Reporters fancy themselves wicked cynics who automatically assume the worst of people until proved otherwise. But there's a soft spot in the medulla oblongata of even the most hard-boiled reporter where if you tickle it just so, he'll fall into a trance and become your spaniel.
Just construct a convincing lie about being a victim and feed it to him. Then wait for the sympathetic coverage to roll off the presses.
Claiming victimhood doesn't work every time. But if owning the first 20 yards of the 100-yard news dash is what's important to you, posing as a victim will usually do the trick, as Richard "Balloon Dad" Heene learned this week.
You'd have to be stone-hearted not to have felt a twinge of panic last week when reports that 6-year-old Falcon Heene had climbed into the basket of the Fort Collins, Colo., family's helium balloon and accidentally soared into the skies.
Now, had a 98-year-old grandfather reportedly climbed into the same basket and soared into the same skies, the fright would not have been as large. Oh, CNN would have broken from its regularly scheduled programming to cover it and so would have local reporters. But few care about 98-year-old victims. In fact, in the hierarchy of victimhood, young beats old, female beats male, domestic beats foreign, fur beats scales, defenseless beats well-armed, pregnant beats nonpregnant, and kittens beat everything.
According to the latest news, Richard Heene appears to have staged the runaway-balloon-boy story in order to garner sympathetic interest in his family—interest that he could parlay into a TV show for himself. A keen reader of media manners and former Wife Swap participant, Heene obviously appreciates that a 6-year-old in peril is irresistible media bait. God knows what fiendish stunt Heene would have attempted if the family's cat had just given birth to a litter of tabbies.
Megan Williams didn't have a TV career in mind when she falsely claimed victimhood in September 2007. The 20-year-old African-American, you may recall, accused a half-dozen white people in Big Creek, W.Va., of kidnapping, raping, and torturing her for at least a week. From the Washington Post, Sept. 13, 2007:
According to court complaints and interviews with law enforcement officials, defendants cut her hair, made her eat dog and rat feces, placed a cable around her neck, poured hot water over her body and forced her to lick blood and drink water from a toilet.
They also told the alleged victim, identified as Megan Williams of Charleston, that she would be killed if she left the property, set in a forlorn stretch of forest.
The press mob produced an avalanche of news about the Williams case, in which seven people were convicted and six of them sent to jail on plea bargains. But today's (Oct. 22, 2009) New York Times reports that Williams has recanted the most shocking elements of her story: The wild embellishment was designed to retaliate against a boyfriend who had beaten her up. Also, she now says her mother made her do it in the hope of reaping some financial gain.

## [INFORMATION SHOWN]
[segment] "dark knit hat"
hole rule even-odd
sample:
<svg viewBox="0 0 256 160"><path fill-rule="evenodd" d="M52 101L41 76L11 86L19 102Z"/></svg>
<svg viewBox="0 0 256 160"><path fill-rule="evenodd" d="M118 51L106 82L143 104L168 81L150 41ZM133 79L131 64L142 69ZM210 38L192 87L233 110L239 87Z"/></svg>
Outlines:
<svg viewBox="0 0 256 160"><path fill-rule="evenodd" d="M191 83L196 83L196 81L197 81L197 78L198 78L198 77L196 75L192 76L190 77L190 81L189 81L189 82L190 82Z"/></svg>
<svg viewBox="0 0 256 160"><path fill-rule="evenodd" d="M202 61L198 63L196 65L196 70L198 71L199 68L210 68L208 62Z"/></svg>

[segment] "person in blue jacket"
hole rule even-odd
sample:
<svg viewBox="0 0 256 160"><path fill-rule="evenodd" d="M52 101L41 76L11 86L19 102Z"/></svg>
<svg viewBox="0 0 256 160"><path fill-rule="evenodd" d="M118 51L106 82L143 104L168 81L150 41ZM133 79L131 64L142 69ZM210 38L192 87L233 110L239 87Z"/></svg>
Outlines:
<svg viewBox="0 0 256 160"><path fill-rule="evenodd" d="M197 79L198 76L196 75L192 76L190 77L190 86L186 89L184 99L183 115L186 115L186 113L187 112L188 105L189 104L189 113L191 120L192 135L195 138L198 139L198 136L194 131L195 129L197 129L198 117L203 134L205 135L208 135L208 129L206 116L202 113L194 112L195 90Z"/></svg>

## [TASKS FOR THIS EXERCISE]
1. Reproduce the part of the commentary on victimhood in news coverage that opens with the words containing "They also told" and closes with "stretch of forest.".
2. In the commentary on victimhood in news coverage, how many people were convicted in the Williams case?

## [ANSWERS GIVEN]
1.
They also told the alleged victim, identified as Megan Williams of Charleston, that she would be killed if she left the property, set in a forlorn stretch of forest.

2. Seven people were convicted.